■ **Consigne 1**:
Recopie les entrées depuis la ligne qui contient « Locate every instance of the soldier in » jusqu'à la fin des entrées, requêtes comprises, en remettant à l'échelle les coordonnées des points donnés en réponse. Multiplie chacune par 2,15 et arrondis à l'entier, les demis vers le haut, sans toucher aux requêtes ni aux exemples de format qu'elles contiennent.

■ **Extrait fourni**:
● ● ● ● ●
Dans sa lettre du 17 Décembre 1877 au Corps diplomatique le capitaine Autran, en parlant de l'attitude qu'il attribuait à Haïti envers les insurgés cubains, avait insinué que ces mêmes insurgés rencontraient aussi de vives sympathies à la Jamaïque et à Nassau. Pourtant l'Espagne n'osa ni envoyer d'ultimatum à la Grande Bretagne, ni lui faire de représentation. Mais elle se vengeait sur Haïti !

Comme s'il y avait eu une entente parmi les principales Puissances de l'Europe pour harceler le gouvernement de Boisrond-Canal, l'Angleterre produisit à son tour une réclamation de $682,000 en faveur de la Veuve Maunder. Quels étaient les torts de la République d'Haïti? Elle avait simplement essayé d'obtenir le paiement de ce qui lui était dû. Madame Maunder, haïtienne de naissance, concessionnaire de l'exploitation de l'île de la Tortue, était débitrice de l'Etat des redevances des années 1870-1875. Pour se faire payer le Trésor haïtien pratiqua une saisie sur les bois et autres objets appartenant à l'exploitation de l'île, et demanda aux tribunaux l'annulation de la concession. Le gouvernement anglais affecta de voir dans cette mesure, que tout particulier eut prise pour la sauvegarde de ses droits, une grave atteinte aux intérêts de sa cliente; et, pour arracher aux Haïtiens une indemnité, il ira jusqu'à la menace.
● ● ● ● ●
■ **Données fournies**:
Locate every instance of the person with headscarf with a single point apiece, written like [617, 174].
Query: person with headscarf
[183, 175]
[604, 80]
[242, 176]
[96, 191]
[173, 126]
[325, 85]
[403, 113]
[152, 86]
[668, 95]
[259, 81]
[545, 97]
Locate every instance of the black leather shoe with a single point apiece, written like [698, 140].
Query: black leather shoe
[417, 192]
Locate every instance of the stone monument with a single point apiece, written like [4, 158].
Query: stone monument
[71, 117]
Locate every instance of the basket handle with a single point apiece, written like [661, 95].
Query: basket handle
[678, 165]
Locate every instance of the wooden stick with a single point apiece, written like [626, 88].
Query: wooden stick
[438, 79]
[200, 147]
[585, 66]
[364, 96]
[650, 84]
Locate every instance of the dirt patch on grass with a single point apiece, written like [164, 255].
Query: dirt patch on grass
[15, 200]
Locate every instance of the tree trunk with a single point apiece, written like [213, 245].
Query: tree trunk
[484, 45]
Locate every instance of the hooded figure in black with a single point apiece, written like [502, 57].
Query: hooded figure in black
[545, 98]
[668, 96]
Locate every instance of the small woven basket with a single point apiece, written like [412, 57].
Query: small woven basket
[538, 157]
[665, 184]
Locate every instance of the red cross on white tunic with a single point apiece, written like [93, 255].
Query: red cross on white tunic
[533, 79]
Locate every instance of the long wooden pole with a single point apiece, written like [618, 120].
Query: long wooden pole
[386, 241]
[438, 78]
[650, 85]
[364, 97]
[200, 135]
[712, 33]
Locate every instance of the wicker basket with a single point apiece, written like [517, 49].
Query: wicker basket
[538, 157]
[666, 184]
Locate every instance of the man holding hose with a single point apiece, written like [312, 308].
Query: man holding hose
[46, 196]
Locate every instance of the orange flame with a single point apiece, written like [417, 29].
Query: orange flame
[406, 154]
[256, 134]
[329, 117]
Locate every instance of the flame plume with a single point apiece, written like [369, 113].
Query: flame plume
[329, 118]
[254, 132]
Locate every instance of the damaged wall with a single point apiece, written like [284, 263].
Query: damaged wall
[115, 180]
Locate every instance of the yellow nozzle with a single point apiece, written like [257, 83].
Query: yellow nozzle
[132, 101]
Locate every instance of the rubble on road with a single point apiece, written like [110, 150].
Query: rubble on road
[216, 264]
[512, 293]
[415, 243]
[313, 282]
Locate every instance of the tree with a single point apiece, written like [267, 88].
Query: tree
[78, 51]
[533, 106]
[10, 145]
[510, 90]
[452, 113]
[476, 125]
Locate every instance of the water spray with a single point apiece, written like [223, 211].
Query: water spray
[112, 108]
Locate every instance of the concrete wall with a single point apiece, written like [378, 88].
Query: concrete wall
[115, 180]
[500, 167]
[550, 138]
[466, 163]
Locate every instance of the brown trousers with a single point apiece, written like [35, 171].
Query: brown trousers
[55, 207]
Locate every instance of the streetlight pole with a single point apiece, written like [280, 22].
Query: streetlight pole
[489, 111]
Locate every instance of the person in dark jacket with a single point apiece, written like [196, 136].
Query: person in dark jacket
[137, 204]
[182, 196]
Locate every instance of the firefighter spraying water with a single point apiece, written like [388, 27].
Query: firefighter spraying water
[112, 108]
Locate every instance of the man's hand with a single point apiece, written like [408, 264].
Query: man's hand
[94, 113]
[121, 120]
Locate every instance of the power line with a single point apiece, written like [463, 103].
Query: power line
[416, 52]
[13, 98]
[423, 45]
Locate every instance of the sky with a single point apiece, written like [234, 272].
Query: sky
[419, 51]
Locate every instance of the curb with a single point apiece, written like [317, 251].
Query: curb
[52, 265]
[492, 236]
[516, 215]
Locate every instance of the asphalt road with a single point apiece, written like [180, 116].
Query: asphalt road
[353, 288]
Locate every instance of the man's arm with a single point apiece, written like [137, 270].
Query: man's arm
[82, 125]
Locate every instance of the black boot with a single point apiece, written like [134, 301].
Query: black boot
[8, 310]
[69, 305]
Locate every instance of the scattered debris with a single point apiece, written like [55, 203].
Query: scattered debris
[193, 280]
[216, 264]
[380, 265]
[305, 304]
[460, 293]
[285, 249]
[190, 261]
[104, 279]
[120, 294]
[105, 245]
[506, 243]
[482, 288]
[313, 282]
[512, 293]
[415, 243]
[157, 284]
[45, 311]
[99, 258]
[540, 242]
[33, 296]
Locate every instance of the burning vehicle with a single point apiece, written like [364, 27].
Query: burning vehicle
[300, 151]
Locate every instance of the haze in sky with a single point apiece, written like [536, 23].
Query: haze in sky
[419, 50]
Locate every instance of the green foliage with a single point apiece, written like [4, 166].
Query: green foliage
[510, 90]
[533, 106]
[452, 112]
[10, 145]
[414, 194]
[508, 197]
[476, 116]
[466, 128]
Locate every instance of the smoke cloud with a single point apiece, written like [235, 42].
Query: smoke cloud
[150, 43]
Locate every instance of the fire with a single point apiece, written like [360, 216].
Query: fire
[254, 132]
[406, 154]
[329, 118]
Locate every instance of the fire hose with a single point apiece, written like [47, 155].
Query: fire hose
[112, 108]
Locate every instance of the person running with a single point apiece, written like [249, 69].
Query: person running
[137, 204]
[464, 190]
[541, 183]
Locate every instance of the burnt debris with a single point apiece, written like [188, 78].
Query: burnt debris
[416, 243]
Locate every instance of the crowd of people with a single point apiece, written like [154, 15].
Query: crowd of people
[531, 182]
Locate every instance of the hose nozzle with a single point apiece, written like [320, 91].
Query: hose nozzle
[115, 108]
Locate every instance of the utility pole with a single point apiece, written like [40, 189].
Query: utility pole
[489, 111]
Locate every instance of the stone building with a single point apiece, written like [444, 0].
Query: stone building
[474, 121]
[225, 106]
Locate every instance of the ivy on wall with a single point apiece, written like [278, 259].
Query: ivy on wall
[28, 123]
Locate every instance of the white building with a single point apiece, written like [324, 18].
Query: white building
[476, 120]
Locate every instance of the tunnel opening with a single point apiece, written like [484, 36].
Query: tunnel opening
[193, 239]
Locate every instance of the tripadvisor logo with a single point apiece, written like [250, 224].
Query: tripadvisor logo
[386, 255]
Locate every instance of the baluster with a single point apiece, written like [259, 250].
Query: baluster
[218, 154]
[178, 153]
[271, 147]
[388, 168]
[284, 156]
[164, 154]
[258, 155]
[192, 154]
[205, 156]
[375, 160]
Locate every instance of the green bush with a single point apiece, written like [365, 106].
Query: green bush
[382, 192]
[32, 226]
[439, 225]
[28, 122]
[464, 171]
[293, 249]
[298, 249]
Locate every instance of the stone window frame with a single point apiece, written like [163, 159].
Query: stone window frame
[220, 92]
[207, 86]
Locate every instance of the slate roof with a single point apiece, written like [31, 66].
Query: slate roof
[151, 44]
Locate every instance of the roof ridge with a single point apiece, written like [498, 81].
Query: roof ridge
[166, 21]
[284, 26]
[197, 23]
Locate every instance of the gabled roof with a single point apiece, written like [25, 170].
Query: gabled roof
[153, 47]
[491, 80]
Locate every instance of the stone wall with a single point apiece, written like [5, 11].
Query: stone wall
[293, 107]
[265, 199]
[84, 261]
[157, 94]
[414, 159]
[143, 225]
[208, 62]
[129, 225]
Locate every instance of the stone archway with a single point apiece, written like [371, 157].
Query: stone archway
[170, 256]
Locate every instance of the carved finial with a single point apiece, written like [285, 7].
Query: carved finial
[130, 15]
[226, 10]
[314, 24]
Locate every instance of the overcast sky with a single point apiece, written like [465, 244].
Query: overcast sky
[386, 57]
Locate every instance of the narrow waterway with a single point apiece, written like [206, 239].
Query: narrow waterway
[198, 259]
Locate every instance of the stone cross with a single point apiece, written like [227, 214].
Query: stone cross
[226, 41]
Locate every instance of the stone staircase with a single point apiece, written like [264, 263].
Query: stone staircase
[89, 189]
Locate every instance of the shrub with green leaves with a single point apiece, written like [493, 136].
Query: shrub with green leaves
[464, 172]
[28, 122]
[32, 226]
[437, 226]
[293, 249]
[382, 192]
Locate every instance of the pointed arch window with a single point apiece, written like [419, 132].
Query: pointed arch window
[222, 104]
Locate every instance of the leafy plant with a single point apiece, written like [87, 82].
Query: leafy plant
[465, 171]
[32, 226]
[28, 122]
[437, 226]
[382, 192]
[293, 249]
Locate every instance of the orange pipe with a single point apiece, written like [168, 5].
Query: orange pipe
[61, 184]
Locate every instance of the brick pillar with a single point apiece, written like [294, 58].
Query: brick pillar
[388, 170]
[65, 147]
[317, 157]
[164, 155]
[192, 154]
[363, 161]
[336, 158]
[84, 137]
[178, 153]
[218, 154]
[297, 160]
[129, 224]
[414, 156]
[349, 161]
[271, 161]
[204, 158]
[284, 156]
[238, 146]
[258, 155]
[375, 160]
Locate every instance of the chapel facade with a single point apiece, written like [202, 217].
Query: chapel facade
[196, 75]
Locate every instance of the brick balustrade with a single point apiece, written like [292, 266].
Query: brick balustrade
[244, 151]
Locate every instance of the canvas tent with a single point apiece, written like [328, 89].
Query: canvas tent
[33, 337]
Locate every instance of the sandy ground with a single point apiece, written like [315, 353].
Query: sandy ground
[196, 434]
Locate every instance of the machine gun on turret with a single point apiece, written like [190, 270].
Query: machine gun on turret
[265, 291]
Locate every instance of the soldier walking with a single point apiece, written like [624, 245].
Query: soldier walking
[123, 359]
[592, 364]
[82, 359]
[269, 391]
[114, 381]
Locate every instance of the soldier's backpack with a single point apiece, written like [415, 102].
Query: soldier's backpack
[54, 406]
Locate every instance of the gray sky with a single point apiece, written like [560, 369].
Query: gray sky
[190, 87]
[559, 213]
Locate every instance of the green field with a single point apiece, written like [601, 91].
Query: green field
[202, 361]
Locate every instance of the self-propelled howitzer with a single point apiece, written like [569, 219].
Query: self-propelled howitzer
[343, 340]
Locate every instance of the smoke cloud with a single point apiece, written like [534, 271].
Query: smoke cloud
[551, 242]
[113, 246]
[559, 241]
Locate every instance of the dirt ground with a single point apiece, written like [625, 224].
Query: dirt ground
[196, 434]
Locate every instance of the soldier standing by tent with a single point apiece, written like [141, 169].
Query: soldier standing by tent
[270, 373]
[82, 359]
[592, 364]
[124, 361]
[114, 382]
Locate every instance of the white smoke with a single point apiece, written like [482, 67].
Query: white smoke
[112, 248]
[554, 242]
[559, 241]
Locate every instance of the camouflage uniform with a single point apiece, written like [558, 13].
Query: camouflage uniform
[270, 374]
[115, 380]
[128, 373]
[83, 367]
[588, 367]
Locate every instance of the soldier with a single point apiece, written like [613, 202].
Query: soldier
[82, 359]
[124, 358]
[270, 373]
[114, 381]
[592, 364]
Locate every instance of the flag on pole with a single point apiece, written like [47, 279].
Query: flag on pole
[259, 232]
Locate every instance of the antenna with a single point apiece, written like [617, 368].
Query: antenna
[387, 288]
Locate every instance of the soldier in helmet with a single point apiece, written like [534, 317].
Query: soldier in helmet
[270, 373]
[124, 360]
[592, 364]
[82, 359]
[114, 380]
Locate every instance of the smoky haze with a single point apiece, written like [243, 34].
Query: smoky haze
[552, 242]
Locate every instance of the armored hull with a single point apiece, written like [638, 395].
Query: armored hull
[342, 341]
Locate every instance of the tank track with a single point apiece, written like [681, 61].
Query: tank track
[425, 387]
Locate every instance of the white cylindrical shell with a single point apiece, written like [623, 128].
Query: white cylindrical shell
● ● ● ● ●
■ **Consigne 2**:
Transcris mot pour mot l'extrait depuis « Dans sa lettre » jusqu'à « sur Haïti ! » inclus.

■ **Réponse rédigée 1**:
Locate every instance of the soldier in helmet with a single point apiece, written like [534, 317].
Query: soldier in helmet
[581, 802]
[267, 774]
[1273, 783]
[176, 772]
[245, 817]
Locate every instance of the smoky haze with a single point apiece, written like [243, 34].
Query: smoky haze
[1187, 520]
Locate every instance of the armored hull with a single point apiece, written like [638, 395].
Query: armored hull
[735, 733]
Locate every instance of the tank track with a single point apiece, written like [681, 61].
Query: tank track
[914, 832]
Locate every instance of the white cylindrical shell with a single point apiece, written like [623, 128].
Query: white cylindrical shell

■ **Réponse rédigée 2**:
Dans sa lettre du 17 Décembre 1877 au Corps diplomatique le capitaine Autran, en parlant de l'attitude qu'il attribuait à Haïti envers les insurgés cubains, avait insinué que ces mêmes insurgés rencontraient aussi de vives sympathies à la Jamaïque et à Nassau. Pourtant l'Espagne n'osa ni envoyer d'ultimatum à la Grande Bretagne, ni lui faire de représentation. Mais elle se vengeait sur Haïti !